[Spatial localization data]

== == ==

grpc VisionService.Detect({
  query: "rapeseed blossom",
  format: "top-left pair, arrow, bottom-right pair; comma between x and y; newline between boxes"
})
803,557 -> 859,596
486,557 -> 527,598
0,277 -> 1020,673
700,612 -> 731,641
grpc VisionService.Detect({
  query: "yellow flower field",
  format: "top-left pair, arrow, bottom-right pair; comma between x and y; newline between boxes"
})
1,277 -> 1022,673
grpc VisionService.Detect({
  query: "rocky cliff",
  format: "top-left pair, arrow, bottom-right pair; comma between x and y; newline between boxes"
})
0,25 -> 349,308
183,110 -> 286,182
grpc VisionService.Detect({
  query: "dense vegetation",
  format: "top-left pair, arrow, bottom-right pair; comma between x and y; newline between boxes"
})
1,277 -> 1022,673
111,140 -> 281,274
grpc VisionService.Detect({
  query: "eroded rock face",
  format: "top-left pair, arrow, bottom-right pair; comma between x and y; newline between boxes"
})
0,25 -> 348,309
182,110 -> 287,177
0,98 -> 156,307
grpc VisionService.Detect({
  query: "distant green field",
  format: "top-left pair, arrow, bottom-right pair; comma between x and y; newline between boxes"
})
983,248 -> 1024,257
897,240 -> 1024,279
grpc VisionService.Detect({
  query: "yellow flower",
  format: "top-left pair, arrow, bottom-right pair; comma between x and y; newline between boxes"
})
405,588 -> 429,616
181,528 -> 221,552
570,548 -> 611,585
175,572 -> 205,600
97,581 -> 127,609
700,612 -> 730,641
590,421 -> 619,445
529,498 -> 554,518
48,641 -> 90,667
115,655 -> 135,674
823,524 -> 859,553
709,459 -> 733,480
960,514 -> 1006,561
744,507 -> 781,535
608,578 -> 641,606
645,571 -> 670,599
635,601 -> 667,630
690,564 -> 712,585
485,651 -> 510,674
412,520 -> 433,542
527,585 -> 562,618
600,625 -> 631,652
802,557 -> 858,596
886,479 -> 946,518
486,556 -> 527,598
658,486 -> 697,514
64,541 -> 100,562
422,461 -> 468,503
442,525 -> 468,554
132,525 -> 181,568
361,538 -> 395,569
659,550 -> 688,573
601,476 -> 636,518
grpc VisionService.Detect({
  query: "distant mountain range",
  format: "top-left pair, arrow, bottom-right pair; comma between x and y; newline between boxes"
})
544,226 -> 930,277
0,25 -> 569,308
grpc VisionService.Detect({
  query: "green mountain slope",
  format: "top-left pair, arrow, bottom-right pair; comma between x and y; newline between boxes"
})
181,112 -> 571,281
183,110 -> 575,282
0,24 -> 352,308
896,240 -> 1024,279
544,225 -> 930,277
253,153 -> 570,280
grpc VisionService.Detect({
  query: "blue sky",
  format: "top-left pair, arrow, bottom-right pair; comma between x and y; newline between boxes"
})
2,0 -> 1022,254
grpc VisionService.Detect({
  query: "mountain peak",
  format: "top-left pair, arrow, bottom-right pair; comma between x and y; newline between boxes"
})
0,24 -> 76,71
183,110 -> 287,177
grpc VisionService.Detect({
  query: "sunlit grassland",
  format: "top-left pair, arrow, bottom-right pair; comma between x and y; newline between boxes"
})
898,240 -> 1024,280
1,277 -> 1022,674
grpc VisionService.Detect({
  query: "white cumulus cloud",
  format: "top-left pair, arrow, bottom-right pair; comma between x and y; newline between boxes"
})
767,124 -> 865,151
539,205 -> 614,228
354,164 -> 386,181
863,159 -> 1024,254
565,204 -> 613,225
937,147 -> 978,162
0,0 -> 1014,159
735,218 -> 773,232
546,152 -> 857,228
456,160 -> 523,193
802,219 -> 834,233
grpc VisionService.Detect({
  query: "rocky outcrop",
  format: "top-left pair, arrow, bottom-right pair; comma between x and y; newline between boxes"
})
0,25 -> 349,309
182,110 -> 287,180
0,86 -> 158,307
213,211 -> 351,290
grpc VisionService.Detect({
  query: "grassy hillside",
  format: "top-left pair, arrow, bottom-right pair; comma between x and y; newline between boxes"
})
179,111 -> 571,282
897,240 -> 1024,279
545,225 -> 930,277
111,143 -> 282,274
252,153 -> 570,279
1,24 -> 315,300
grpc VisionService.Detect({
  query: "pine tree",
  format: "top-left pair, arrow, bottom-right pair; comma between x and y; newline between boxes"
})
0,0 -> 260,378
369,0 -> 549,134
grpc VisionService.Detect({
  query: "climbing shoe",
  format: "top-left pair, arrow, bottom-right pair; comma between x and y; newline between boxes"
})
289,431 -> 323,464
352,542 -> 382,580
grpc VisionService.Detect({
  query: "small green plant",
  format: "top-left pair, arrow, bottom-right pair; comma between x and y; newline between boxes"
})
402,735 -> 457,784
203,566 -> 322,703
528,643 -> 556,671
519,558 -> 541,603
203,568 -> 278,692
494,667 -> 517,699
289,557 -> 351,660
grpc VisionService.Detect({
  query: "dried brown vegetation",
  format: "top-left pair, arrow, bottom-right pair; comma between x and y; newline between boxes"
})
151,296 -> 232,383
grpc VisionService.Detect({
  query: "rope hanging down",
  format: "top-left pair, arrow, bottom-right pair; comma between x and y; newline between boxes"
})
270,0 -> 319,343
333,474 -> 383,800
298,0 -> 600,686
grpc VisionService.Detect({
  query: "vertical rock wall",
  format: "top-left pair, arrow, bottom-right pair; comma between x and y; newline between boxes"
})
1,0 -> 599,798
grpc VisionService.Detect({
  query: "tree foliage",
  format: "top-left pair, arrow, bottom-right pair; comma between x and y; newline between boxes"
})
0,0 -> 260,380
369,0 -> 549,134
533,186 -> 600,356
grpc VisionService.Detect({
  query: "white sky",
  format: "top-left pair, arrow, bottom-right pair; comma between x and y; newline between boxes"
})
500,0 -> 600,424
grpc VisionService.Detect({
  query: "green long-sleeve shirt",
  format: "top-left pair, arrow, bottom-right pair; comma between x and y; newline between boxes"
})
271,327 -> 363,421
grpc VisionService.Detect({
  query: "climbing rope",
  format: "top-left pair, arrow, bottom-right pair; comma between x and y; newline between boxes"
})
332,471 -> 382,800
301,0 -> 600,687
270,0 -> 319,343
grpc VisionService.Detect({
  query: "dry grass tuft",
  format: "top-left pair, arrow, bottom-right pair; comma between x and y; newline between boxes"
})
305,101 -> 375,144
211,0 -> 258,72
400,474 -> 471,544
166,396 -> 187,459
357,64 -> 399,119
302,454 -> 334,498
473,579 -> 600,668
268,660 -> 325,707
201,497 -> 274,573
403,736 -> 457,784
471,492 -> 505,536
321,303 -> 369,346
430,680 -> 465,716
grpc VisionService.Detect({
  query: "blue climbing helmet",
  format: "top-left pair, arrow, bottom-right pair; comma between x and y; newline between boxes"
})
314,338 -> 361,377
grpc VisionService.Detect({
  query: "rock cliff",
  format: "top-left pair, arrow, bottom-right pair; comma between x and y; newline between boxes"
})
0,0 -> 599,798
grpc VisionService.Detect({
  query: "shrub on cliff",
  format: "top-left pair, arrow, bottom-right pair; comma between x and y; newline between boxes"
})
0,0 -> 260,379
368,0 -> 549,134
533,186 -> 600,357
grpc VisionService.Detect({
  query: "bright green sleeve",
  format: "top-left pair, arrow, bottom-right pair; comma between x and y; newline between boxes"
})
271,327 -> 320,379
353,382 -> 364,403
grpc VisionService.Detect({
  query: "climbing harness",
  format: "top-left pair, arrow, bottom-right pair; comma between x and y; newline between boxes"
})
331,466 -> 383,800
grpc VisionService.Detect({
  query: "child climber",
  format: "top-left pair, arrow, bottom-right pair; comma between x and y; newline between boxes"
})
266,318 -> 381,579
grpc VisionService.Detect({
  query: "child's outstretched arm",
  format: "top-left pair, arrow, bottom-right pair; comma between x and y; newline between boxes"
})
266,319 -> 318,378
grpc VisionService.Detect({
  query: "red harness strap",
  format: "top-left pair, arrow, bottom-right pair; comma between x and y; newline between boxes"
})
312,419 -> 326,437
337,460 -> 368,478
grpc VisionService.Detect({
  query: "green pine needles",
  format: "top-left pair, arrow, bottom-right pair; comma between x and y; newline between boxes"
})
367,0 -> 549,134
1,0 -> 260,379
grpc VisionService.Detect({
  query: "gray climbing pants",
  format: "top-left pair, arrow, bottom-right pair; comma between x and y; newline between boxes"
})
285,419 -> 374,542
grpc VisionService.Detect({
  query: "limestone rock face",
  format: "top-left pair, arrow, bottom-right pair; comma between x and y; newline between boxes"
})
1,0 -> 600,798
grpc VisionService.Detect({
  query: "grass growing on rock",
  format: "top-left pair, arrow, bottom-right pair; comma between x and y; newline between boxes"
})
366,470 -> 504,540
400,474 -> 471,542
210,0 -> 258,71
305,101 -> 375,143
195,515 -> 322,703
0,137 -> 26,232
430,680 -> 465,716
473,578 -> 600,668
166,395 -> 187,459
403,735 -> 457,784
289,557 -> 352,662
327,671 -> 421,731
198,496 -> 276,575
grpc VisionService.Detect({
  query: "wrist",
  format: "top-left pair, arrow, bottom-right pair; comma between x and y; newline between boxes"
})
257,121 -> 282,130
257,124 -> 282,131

== == ==

Show each line of the records above containing "distant".

Expected answer
  query: "distant green field",
  query: "distant mountain range",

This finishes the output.